[Annotation records]

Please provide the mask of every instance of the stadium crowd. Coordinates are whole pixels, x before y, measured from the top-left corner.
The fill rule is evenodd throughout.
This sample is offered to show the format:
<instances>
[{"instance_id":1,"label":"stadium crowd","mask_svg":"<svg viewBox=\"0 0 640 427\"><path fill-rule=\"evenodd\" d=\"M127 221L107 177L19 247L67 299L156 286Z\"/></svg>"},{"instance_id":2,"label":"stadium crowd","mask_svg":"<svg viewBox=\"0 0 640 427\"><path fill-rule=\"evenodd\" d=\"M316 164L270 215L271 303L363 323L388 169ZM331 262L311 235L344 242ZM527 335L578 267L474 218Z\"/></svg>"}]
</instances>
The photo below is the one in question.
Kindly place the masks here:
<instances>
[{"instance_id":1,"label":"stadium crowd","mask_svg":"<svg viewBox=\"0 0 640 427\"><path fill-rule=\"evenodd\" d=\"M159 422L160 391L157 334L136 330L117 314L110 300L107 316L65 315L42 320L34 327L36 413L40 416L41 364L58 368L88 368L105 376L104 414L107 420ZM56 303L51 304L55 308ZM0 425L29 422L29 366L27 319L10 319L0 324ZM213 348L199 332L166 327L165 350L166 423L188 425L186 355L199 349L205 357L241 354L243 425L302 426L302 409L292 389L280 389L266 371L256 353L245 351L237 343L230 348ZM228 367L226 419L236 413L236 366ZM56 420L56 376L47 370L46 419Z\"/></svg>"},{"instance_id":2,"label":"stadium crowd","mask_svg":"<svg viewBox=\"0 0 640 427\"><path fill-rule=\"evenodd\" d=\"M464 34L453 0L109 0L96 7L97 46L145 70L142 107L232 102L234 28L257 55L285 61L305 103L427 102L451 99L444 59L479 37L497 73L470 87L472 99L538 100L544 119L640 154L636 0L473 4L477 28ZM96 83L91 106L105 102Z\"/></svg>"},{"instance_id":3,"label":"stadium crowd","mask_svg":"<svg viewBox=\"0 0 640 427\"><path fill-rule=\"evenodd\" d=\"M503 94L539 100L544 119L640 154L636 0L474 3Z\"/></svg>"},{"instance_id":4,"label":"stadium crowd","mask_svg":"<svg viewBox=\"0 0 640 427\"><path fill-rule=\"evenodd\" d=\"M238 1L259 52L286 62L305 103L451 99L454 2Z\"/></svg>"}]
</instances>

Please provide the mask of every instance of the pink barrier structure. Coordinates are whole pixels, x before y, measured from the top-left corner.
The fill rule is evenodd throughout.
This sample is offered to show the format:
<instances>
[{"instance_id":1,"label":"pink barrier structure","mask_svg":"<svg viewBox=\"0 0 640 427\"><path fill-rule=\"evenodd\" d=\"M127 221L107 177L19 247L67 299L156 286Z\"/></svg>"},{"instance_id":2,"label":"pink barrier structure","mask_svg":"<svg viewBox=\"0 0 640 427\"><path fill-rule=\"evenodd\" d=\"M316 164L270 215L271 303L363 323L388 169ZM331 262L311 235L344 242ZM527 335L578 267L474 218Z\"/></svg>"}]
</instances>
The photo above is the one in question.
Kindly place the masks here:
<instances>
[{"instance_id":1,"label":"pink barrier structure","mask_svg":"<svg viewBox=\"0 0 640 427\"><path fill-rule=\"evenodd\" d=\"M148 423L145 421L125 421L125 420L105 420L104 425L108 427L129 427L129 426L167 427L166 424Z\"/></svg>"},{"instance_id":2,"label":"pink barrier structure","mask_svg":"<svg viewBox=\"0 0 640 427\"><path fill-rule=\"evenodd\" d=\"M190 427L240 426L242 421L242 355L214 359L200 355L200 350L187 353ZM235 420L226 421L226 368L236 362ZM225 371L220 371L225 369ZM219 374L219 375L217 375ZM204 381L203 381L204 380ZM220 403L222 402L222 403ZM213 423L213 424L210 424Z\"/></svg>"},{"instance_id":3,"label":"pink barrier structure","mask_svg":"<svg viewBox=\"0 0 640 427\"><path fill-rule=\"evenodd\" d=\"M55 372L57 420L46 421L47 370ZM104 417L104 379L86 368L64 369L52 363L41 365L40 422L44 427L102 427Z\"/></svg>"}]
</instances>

# EXERCISE OBJECTIVE
Rewrite all of the records above, replacing every occurrence of "offered" with "given" and keeping everything else unchanged.

# REPLY
Please provide the mask of every instance of the stadium crowd. Coordinates are whole pixels, x before y, measured from the top-left corner.
The fill rule is evenodd throughout.
This sample is given to show the format:
<instances>
[{"instance_id":1,"label":"stadium crowd","mask_svg":"<svg viewBox=\"0 0 640 427\"><path fill-rule=\"evenodd\" d=\"M127 221L107 177L19 247L67 299L156 286Z\"/></svg>"},{"instance_id":2,"label":"stadium crowd","mask_svg":"<svg viewBox=\"0 0 640 427\"><path fill-rule=\"evenodd\" d=\"M316 164L270 215L271 303L363 323L388 169ZM331 262L311 235L344 242ZM527 335L578 267L474 218Z\"/></svg>"}]
</instances>
The photo below is the one in question.
Kindly place the masks here:
<instances>
[{"instance_id":1,"label":"stadium crowd","mask_svg":"<svg viewBox=\"0 0 640 427\"><path fill-rule=\"evenodd\" d=\"M159 422L160 391L157 334L136 330L117 314L110 300L107 316L65 315L42 320L34 327L36 413L40 416L41 364L58 368L88 368L105 376L104 414L107 420ZM56 303L51 304L55 308ZM0 425L29 422L29 366L27 319L10 319L0 324ZM213 348L199 332L166 327L165 350L166 423L188 425L186 355L199 349L205 357L241 354L243 425L302 426L302 409L292 389L280 389L266 371L256 353L245 351L237 343L230 348ZM228 367L226 419L236 413L236 366ZM56 420L56 376L47 370L46 419Z\"/></svg>"},{"instance_id":2,"label":"stadium crowd","mask_svg":"<svg viewBox=\"0 0 640 427\"><path fill-rule=\"evenodd\" d=\"M464 34L453 0L109 0L96 7L97 46L145 70L142 107L232 102L234 28L257 55L285 61L305 103L427 102L451 99L444 59L479 37L497 73L470 87L472 99L538 100L544 119L640 154L636 0L473 4L477 28ZM96 83L91 106L105 102Z\"/></svg>"},{"instance_id":3,"label":"stadium crowd","mask_svg":"<svg viewBox=\"0 0 640 427\"><path fill-rule=\"evenodd\" d=\"M503 94L539 100L544 119L640 154L636 0L474 3Z\"/></svg>"},{"instance_id":4,"label":"stadium crowd","mask_svg":"<svg viewBox=\"0 0 640 427\"><path fill-rule=\"evenodd\" d=\"M238 1L259 52L286 62L305 103L451 99L454 2Z\"/></svg>"}]
</instances>

Please provide the mask of every instance of the pink barrier structure. Coordinates are whole pixels, x before y, measured from the top-left corner.
The fill rule is evenodd throughout.
This sample is given to show the format:
<instances>
[{"instance_id":1,"label":"pink barrier structure","mask_svg":"<svg viewBox=\"0 0 640 427\"><path fill-rule=\"evenodd\" d=\"M127 221L107 177L19 247L67 299L156 286Z\"/></svg>"},{"instance_id":2,"label":"pink barrier structure","mask_svg":"<svg viewBox=\"0 0 640 427\"><path fill-rule=\"evenodd\" d=\"M316 164L270 215L271 303L363 323L388 169ZM331 262L311 235L344 242ZM527 335L578 267L474 218Z\"/></svg>"}]
</instances>
The photo above is the one in question.
Kindly place the masks here:
<instances>
[{"instance_id":1,"label":"pink barrier structure","mask_svg":"<svg viewBox=\"0 0 640 427\"><path fill-rule=\"evenodd\" d=\"M148 423L145 421L125 421L125 420L105 420L104 425L108 427L129 427L129 426L167 427L166 424Z\"/></svg>"},{"instance_id":2,"label":"pink barrier structure","mask_svg":"<svg viewBox=\"0 0 640 427\"><path fill-rule=\"evenodd\" d=\"M190 427L240 426L242 421L242 355L214 359L200 355L200 350L187 353ZM235 420L226 421L226 368L236 362ZM225 371L220 371L225 369ZM219 374L219 375L217 375ZM204 381L203 381L204 380ZM220 403L222 402L222 403ZM213 423L213 424L210 424Z\"/></svg>"},{"instance_id":3,"label":"pink barrier structure","mask_svg":"<svg viewBox=\"0 0 640 427\"><path fill-rule=\"evenodd\" d=\"M55 372L57 420L46 421L47 370ZM104 417L104 379L86 368L64 369L52 363L41 365L40 422L44 427L102 427Z\"/></svg>"}]
</instances>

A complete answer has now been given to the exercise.